But when it came out, she felt exposed, as if she was running around
town in her pajamas. Her readers thanked her for her honesty; her
family's response was more mixed. Her husband felt hurt: she'd focused
on the central story (since memoir can be overwhelming) and he felt
left out. As for her sons, she'd given them a chance to read the
manuscript. Her older son read it and appreciated learning about
physical problems he'd had at birth, which explained a lot, giving him
a sense of the shape of his life. He objected only to details ("I never
put raisins in the cookie! That day was NOT the World Series!"). Her
younger son didn't read the manuscript and later took issue with every
statement ("How could you write about hiding my black shirt!").
Happily, he soon got over it, being more interested in the present than
the past. Kenison realized that every family member had a different
memory; "you're not going to please everyone -- it's an occupational
hazard." Since she wanted her sons to trust her, she would ask herself,
in deciding what to leave in or take out: "What's more important: the
story or the relationship?" It helped that as a writer, she chose not
to use her married name, which was also her sons' last name, but
instead, as Katrina Kenison.

:: Problems to work on ::
A – In the passage about Kenison's memoir, what question did she ask herself when deciding what to leave in or take out?
B – From the listing, extract every line that contains the string "pastry". Case counts.

:: Data entries ::
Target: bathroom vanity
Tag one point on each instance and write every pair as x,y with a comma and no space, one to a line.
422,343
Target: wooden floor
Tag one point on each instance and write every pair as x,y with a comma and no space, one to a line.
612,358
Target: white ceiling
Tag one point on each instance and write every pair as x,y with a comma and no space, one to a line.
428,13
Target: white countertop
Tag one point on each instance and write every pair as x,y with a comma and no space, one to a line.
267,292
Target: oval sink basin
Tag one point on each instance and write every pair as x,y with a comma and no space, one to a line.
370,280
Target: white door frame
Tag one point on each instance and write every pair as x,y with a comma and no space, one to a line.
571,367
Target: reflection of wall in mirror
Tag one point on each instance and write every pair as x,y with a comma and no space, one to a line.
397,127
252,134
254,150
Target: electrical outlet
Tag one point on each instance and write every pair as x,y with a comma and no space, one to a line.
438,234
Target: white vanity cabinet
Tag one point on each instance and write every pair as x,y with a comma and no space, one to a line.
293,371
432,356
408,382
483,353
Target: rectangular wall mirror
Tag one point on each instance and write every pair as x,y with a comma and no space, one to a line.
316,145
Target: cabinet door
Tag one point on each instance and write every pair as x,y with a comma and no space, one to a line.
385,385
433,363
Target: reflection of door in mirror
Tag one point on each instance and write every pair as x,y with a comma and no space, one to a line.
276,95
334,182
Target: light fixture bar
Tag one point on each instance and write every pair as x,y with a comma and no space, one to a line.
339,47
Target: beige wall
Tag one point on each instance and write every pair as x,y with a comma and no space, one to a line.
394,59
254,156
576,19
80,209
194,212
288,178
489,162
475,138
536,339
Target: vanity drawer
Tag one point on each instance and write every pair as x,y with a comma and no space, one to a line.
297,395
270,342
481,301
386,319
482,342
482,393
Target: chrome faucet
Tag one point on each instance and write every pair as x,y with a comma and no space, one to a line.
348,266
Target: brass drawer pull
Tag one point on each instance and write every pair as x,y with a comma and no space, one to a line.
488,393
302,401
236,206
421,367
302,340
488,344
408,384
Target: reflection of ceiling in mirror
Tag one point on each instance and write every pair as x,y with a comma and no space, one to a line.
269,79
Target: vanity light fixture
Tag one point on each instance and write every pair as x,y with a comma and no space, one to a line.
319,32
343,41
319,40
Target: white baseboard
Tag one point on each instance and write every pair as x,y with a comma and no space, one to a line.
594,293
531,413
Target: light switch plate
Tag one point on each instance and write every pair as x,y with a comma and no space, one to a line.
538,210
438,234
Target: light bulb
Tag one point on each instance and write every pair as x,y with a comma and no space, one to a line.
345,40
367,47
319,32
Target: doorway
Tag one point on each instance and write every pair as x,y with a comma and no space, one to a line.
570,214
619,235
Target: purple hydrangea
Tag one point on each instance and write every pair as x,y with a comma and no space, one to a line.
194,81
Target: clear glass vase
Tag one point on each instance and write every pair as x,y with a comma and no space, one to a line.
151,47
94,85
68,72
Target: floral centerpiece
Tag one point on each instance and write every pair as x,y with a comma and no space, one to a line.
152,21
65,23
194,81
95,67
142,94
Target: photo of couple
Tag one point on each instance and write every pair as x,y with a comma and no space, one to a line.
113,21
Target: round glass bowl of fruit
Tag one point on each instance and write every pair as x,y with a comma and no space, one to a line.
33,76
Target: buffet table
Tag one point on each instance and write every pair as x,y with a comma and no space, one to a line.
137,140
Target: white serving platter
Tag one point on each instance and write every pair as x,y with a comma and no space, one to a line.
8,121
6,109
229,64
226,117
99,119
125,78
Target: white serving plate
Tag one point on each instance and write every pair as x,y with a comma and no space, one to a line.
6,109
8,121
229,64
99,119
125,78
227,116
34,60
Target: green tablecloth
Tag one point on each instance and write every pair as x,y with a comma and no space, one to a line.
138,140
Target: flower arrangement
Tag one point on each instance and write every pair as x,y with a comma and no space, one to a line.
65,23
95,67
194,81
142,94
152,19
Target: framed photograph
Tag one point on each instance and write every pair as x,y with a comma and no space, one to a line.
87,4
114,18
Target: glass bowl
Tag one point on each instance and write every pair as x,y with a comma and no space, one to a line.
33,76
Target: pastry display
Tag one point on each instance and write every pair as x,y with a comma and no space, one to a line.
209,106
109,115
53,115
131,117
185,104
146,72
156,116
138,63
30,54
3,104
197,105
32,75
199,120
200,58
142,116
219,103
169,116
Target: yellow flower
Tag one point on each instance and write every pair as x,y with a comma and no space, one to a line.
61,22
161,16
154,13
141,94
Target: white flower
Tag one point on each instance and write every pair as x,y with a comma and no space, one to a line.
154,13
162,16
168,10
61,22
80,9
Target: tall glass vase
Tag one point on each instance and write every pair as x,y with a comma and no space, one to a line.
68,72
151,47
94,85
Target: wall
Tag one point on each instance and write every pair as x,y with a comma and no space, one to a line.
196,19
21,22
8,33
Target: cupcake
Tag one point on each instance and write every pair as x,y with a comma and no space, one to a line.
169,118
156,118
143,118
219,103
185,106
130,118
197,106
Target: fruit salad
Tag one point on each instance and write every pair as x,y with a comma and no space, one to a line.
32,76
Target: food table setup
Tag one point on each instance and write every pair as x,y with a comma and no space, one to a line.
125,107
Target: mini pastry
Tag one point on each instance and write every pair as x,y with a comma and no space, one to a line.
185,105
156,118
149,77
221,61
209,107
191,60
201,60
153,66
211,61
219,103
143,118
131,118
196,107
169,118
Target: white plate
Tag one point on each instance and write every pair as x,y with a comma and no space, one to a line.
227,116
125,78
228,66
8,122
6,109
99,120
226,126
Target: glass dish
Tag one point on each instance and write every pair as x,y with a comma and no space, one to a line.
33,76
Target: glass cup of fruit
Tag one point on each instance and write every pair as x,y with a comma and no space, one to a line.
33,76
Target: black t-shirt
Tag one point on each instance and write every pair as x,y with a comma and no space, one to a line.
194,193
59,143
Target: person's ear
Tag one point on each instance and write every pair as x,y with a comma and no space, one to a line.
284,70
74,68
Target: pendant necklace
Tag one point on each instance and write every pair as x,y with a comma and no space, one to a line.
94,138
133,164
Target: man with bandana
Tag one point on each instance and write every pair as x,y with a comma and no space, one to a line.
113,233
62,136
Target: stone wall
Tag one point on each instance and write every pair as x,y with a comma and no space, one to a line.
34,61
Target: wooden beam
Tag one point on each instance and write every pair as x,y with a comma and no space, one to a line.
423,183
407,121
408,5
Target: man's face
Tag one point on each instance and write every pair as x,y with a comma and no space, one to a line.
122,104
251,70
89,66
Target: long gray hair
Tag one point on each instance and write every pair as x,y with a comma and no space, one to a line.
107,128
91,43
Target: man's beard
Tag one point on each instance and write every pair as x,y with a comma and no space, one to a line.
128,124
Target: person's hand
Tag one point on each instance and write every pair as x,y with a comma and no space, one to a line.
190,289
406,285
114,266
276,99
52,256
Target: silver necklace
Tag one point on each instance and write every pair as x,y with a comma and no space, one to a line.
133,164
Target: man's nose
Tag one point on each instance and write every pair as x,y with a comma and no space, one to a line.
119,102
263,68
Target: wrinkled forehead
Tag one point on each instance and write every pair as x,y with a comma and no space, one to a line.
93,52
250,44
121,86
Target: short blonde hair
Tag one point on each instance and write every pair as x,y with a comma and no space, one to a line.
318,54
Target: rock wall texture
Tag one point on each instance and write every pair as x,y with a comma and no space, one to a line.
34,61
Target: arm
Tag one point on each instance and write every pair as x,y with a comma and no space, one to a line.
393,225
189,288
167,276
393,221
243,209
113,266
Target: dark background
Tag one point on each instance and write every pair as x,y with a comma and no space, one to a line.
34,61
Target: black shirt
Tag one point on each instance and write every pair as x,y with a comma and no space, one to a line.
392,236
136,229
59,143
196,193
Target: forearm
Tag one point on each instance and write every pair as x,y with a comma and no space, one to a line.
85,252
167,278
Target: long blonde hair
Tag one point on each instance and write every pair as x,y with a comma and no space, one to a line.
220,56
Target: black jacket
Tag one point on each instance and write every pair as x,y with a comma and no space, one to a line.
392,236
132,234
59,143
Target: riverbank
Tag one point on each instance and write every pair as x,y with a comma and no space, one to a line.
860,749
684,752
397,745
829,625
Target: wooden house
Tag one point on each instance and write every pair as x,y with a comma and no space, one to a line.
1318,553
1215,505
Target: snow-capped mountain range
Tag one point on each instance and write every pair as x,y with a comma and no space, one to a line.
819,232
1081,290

:: Results of the exercise ::
A – "What's more important: the story or the relationship?"

B –
Target: pastry display
Target: mini pastry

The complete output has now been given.